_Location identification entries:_
────────

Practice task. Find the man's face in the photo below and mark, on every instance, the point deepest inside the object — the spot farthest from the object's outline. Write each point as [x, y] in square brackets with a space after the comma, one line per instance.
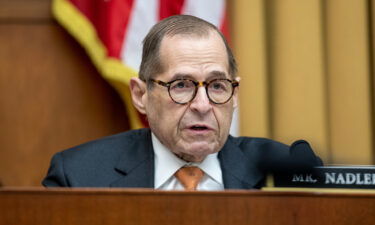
[196, 129]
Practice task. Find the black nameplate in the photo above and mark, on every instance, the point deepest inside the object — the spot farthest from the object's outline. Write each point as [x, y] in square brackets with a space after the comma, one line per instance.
[353, 177]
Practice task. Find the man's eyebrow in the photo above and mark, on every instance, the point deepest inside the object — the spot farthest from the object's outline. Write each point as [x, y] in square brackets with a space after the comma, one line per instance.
[215, 74]
[182, 76]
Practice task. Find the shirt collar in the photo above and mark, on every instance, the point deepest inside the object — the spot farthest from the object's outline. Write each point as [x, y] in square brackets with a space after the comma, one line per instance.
[167, 163]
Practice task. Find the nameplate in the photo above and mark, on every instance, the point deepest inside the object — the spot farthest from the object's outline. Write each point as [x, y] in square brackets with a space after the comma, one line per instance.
[353, 177]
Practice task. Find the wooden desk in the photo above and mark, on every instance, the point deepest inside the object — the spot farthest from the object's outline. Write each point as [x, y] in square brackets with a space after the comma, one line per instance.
[129, 206]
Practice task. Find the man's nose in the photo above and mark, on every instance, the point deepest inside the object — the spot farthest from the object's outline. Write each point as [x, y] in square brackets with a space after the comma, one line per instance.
[201, 103]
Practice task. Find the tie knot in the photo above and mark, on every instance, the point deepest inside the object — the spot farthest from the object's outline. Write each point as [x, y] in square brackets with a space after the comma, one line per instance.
[189, 177]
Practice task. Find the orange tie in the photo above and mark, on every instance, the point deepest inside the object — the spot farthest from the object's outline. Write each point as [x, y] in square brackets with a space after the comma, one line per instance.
[189, 177]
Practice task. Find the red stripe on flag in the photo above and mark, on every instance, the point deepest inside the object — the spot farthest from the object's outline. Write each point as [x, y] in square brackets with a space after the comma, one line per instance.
[110, 19]
[169, 8]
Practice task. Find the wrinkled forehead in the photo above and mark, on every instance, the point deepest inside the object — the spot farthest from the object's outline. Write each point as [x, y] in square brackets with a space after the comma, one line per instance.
[210, 46]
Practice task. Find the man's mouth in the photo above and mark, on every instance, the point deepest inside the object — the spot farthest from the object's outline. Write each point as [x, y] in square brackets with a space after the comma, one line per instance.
[198, 127]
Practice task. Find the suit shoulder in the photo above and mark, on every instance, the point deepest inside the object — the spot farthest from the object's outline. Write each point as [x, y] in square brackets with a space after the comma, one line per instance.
[111, 145]
[258, 144]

────────

_EXERCISE:_
Reproduce each record above by retyping it exactly; omit all images.

_REPLY TO THE TASK:_
Practice task. Find the man's face in the photo below and mark, on every instance, the point deepest inside the object — the spot farthest from the object's outline. Write each point as [x, y] in square brackets with a space after the comma, one line per instance.
[196, 129]
Practice task. Find the black nameplate in the photo above and mark, on every instance, the point deepest inside the object — the spot farthest from the object's outline. Write each point as [x, y] in square brackets with a space after the comma, one line per instance.
[353, 177]
Practice task. Find the man's eyebrow in the photo above and mark, on every instance, the point deepest inside the object — the spot farthest from the object's outline. Write each point as [x, y] in square brackets with a space after the comma, one line per instance.
[215, 74]
[182, 76]
Practice task. Find the shirt collar in the photo above and mark, on every instance, the point deepest inside the object — the spot farthest from the object's outline. Write each point as [x, y] in square brackets with a space after the comma, one line per instance.
[167, 163]
Practice task. Find the nameplate in the photo above and mark, on every instance, the point deepest inside the object — the spot farthest from the object's outline. Write each point as [x, y] in square brackets with a space after the comma, one line per instance.
[353, 177]
Practice task. Find the wooden desk in the photo above and mark, on every instance, the point deepest inside the object — the spot farthest from the object's outline. Write each point as [x, y] in square brackets with a space after the comma, one line per instance.
[129, 206]
Practice task. Find the man's nose in the photo above and mark, on every instance, the point deepest inside the object — the spot farthest from the object's outline. Write each point as [x, y] in square brackets with a space after the comma, one line per instance.
[201, 103]
Practice task. Find the tie knot in the photo above and mark, on every instance, the point deepest inside the object — the spot farthest from the object's outline. Write each point as [x, y] in square brackets with a space after the comma, one line per instance.
[189, 177]
Practice task. Find the orange tie in the photo above and mark, on every instance, the point deepest inside the object — the spot farthest from the object's outline. Write each point as [x, y] in square brackets with a space after the comma, one line per instance.
[189, 177]
Practice task. Find the red stripe on flag in the photo above and mark, on every instance, the point deepest inside the object — the spot farthest from the object's outline. Write each point as [x, y] in square brackets with a space after the comma, one line per instance.
[110, 19]
[169, 8]
Practice task. Find the wrinkled forehead in the photo above and mark, on every instance, the point deepest inside the object — the spot farthest from the object's outline. Write each point as [x, y] in square brackets with a space after the comma, one line per instance.
[210, 46]
Practice task. Find the man's mouth in the photo above and mark, on every instance, the point deepest inside the object — the spot farthest from the object's outline. Write each point as [x, y] in square brackets with a space after the comma, one line per instance.
[198, 127]
Practice task. Find the suit shoulder in the photo above and mark, on every instance, the point deepest inside the object — the spot farthest from the object's outline. Write each point as [x, y] in square brackets with a space after the comma, one line per instance.
[111, 145]
[258, 144]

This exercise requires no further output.